● SET EXERCISE:
Can you locate every line in the entries below that contains the word "wooden"? Copy each of those lines in full.
•••
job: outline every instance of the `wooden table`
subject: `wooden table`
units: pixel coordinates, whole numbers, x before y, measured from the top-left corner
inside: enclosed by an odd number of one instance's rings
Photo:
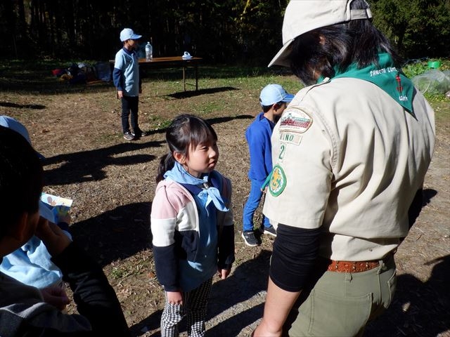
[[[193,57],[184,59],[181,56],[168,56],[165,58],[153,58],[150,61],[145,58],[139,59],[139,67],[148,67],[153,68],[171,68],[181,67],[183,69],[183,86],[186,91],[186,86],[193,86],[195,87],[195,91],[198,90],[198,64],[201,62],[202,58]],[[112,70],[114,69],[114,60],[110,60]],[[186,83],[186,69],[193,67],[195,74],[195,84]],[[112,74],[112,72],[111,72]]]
•••
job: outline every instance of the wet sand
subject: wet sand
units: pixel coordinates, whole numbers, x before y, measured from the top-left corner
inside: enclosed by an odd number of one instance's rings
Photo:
•••
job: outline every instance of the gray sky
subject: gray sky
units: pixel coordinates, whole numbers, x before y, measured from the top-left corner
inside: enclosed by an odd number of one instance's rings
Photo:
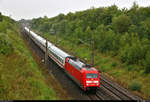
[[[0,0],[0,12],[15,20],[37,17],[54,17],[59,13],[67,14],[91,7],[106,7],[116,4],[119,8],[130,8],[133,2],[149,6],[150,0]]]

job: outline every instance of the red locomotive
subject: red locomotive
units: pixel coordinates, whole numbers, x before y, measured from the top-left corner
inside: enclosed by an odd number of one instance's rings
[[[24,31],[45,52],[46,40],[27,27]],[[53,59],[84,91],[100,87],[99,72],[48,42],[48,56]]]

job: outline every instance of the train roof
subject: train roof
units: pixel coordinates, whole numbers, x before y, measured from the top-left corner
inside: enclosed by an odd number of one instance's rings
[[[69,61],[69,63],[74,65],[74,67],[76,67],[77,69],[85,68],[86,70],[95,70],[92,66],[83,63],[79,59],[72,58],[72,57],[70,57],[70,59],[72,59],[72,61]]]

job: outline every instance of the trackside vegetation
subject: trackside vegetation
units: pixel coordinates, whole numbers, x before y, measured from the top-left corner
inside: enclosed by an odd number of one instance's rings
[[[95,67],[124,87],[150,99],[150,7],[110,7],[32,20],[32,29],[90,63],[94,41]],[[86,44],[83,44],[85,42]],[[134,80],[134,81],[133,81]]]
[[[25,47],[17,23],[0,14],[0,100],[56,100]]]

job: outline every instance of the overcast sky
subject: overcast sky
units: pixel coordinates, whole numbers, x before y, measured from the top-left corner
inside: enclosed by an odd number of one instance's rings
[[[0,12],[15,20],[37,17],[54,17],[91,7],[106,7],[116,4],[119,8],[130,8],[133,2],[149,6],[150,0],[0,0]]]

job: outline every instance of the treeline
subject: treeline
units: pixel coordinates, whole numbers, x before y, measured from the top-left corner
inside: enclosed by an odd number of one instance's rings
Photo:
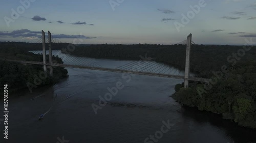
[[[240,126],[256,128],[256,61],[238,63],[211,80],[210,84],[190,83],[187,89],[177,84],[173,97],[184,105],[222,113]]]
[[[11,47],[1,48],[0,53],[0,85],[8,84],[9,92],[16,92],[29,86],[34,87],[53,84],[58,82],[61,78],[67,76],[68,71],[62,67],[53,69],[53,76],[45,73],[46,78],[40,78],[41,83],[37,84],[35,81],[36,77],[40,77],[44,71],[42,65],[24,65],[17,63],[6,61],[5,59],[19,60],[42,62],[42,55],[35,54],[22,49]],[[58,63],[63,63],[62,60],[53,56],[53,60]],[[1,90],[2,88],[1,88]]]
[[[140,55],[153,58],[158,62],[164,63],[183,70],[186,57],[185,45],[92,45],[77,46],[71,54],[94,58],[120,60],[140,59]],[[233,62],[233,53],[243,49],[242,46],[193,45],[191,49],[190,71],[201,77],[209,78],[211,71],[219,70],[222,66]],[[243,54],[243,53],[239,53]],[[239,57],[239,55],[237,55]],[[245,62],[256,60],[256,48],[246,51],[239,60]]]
•••
● SOLUTION TO THE EXERCISE:
job: outline every instance of the `wooden table`
subject: `wooden table`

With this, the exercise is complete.